In [10]:
import matplotlib
import re
import os
import sys
import time
from datetime import datetime, timedelta
import numpy as np

##CurrentStep: Prograam global time-based NTI logic -- Maybe maybe make packet iterator with time parameters.

#Just a note-- Consider heuristics to determine whether a time based NTI is valid --
#        IE, only accept an NTI if a minimum of 30% of the time slots have actual packets in them.
#            Something about taking a bad image in your thesis write-up or something like that heh ;)

'''
Process:
    1) Ingest pre-processed packet stream
    2) rewrite packet stream into network traffic images using predefined patterns
'''

'\nProcess:\n    1) Ingest pre-processed packet stream\n    2) rewrite packet stream into network traffic images using predefined patterns\n'

In [2]:
capture_src = 'captures_split'
capture_dst = 'captures_networkTrafficImages'
packet_match_regex = r'(?P<packetTime>\d+-\d+-\d+\W\d+:\d+:\d+\.\d+)\WIP.*proto\W(?P<proto>\w+).*length\W(?P<ipLength>\d+).*\r?\n\W*(?P<srcHost>[\w\.\-]+)\.(?P<srcPort>[\w]+)\W\>\W(?P<dstHost>[\w\.\-]+)\.(?P<dstPort>[\w]+).*length\W(?P<tcpLength>\d+).*'
time_format_string = '%Y-%m-%d %H:%M:%S.%f' #Predefined Time format string used in tcpdump captures

In [3]:
def get_connection_string(packet):
    return "%s:%s,%s:%s,%s"%(packet.src_host,packet.src_port,packet.dst_host,packet.dst_port,packet.proto)
def get_connection_string_reversed(packet):
    return "%s:%s,%s:%s,%s"%(packet.dst_host,packet.dst_port,packet.src_host,packet.src_port,packet.proto)
def time_string_to_datetime(time_string):
    return datetime.strptime(time_string,time_format_string)
def datetime_to_timestring(datetime_time):
    return datetime_time.strftime(time_format_string)

In [4]:
class packet:
    packet_string = ""
    src_host = ""
    src_port = ""
    dst_host = ""
    dst_port = ""
    proto = ""
    ip_length = 0
    tcp_length = 0
    packet_time = None
    def __init__(self,src_host,src_port,dst_host,dst_port,proto,packet_string,ip_length,tcp_length,packet_time_str):
        self.src_host = src_host
        self.src_port = src_port
        self.dst_host = dst_host
        self.dst_port = dst_port
        self.proto = proto
        self.packet_string = packet_string
        self.ip_length = int(ip_length)
        self.tcp_length = int(tcp_length)
        self.packet_time = datetime.strptime(packet_time_str,time_format_string)
    def to_string(self):
        print("srcHost:%s\nsrcPort:%s\ndstHost:%s\ndstPort:%s\nproto:%s\n" % (self.src_host,self.src_port,self.dst_host,self.dst_port,self.proto))
-----
**TASKS TO CARRY OUT:**
(1) Please count the lines of the entries that contain the string "boot", and give only that number.
(2) Carry on writing the packet-processing notebook, starting after its final line.
The packet-processing notebook and the entries have no connection to each other.
-----
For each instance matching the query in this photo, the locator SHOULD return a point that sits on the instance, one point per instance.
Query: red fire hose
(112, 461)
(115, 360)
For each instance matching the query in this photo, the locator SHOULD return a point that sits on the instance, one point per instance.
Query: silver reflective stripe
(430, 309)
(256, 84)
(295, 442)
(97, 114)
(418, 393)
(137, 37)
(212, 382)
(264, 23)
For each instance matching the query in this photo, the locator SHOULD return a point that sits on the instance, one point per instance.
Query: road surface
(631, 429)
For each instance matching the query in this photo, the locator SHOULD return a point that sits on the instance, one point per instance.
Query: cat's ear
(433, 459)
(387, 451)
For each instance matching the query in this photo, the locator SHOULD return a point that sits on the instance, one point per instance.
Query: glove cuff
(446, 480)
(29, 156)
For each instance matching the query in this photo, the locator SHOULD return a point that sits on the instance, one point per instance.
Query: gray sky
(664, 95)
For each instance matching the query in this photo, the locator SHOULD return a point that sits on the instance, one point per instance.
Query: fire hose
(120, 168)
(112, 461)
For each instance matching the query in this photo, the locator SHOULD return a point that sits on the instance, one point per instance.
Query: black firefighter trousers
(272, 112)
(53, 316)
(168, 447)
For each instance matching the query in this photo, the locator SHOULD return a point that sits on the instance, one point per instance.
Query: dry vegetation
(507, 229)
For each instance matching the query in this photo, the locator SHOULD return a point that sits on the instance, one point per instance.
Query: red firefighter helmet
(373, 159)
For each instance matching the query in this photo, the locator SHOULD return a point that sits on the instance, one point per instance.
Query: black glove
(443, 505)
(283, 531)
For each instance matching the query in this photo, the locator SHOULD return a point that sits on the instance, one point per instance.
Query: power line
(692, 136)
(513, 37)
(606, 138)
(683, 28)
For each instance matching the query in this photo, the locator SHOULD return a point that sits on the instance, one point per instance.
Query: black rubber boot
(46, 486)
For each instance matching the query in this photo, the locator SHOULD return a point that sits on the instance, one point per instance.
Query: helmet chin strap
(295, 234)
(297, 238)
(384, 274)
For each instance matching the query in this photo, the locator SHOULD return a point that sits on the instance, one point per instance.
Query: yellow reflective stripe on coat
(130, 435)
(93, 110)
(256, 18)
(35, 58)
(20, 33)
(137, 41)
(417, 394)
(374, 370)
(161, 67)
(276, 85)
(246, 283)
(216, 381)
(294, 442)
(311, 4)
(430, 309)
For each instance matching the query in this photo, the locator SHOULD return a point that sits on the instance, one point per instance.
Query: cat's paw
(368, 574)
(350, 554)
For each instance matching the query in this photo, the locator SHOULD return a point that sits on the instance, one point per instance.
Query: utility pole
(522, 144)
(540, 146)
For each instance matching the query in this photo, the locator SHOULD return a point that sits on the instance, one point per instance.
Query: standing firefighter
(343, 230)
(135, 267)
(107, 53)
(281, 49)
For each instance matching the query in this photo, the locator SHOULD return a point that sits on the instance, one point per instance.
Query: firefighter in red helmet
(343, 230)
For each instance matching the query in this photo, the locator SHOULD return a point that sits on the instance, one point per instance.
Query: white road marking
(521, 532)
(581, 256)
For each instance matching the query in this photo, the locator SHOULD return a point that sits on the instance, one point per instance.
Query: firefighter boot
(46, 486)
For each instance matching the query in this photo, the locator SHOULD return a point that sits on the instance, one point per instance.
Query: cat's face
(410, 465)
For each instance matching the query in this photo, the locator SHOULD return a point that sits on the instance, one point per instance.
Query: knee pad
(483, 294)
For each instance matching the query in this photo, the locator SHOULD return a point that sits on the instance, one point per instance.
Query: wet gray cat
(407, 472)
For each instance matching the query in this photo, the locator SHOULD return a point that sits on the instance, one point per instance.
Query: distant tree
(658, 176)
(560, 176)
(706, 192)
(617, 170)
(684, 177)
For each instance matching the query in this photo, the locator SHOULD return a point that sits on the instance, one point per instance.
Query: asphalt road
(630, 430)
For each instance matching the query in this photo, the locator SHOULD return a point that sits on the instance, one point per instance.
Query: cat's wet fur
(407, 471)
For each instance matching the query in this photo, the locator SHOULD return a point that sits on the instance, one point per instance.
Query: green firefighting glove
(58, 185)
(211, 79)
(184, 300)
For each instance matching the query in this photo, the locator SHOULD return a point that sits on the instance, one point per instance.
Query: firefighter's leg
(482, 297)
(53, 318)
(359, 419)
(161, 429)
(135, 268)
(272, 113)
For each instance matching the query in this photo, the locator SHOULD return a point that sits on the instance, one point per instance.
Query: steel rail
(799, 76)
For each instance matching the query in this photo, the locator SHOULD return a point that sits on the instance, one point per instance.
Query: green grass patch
-----
**ANSWERS TO EACH TASK:**
(1) 2

(2)
In [5]:
def get_packets_in_file(capture_file):
    line_one = ''
    line_two = ''
    packets = list()
    with open(capture_file,'r') as src:
        for line in src:
            line_one = line_two
            line_two = line
            line_pair = line_one + line_two
            
            packet_match = re.match(packet_match_regex,line_pair,re.MULTILINE)
            if(packet_match):
                cur_packet = packet(packet_match.group('srcHost'),packet_match.group('srcPort'),packet_match.group('dstHost'),packet_match.group('dstPort'),packet_match.group('proto'),line_pair,packet_match.group('ipLength'),packet_match.group('tcpLength'),packet_match.group('packetTime'))
                packets.append(cur_packet)
    return packets

In [6]:
def create_directory(directory):
    try:
        os.mkdir(directory)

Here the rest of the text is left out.